Problem
Copy out every line of the entries below that contains the word "drop".

-- START Data rows --

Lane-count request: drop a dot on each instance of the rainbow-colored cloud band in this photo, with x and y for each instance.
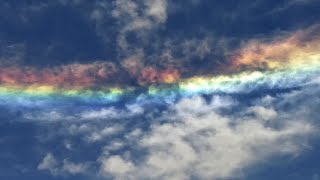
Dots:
(283, 63)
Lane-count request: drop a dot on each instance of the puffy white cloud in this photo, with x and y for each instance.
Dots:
(49, 163)
(74, 168)
(116, 165)
(56, 167)
(199, 142)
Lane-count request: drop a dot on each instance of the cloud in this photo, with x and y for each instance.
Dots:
(74, 168)
(197, 141)
(49, 163)
(57, 168)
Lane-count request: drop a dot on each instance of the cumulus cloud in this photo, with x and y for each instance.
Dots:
(50, 163)
(199, 142)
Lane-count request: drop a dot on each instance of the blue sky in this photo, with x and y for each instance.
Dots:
(261, 128)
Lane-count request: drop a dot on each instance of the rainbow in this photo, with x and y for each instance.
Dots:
(281, 64)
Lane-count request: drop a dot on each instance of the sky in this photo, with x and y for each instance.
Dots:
(159, 89)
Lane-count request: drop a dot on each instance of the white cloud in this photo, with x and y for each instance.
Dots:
(56, 167)
(263, 113)
(74, 168)
(49, 163)
(117, 166)
(199, 142)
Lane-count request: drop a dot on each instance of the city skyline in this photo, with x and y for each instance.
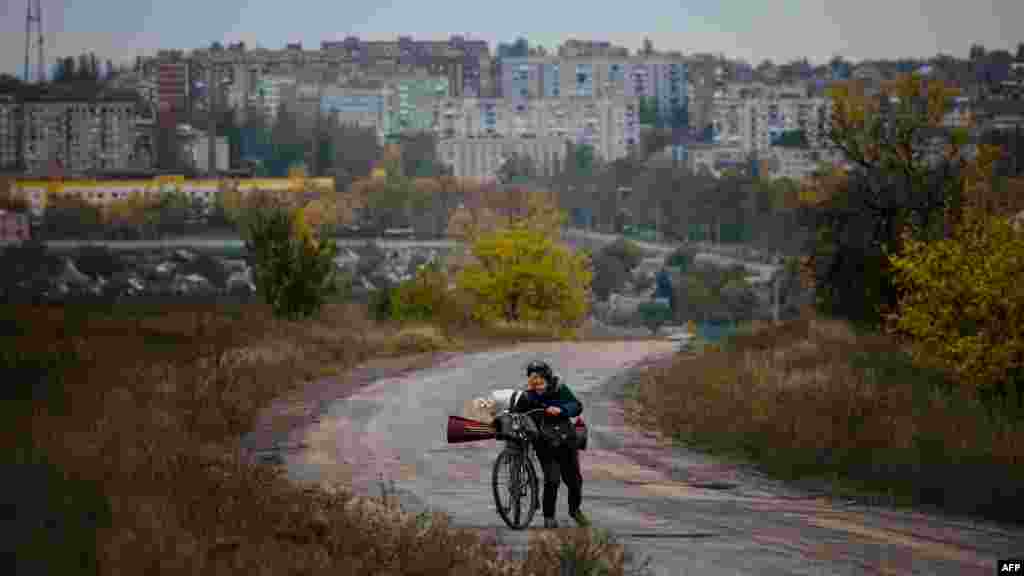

-- END Data rows --

The result
Lane-count request: drop a dot on each instance of the rainbow-colored cloud band in this photo, with x and y for each instance.
Lane-count request: drop a dot on each instance of the puffy white cloud in this photo, with x and y for each instance.
Lane-count request: drop a dot on each instance of the cloud in this photo, with x and y for each instance.
Lane-count request: drop a dot on each instance of the cumulus cloud in this photo, with x and y for each instance.
Lane-count request: drop a dot on each instance of the blue sky in this photo, with x and y for each instance.
Lane-count request: drop a dot on each instance of the rainbow in this photo, with x and y for each instance.
Lane-count request: drop a dot on each instance of the sky in this photo, with x and y for each instance.
Lane-count request: drop a dot on each instance of the white cloud in this photo, with x and y for each instance.
Lane-count request: drop a dot on each instance of the city skyline in this photo, with x and y for each instance.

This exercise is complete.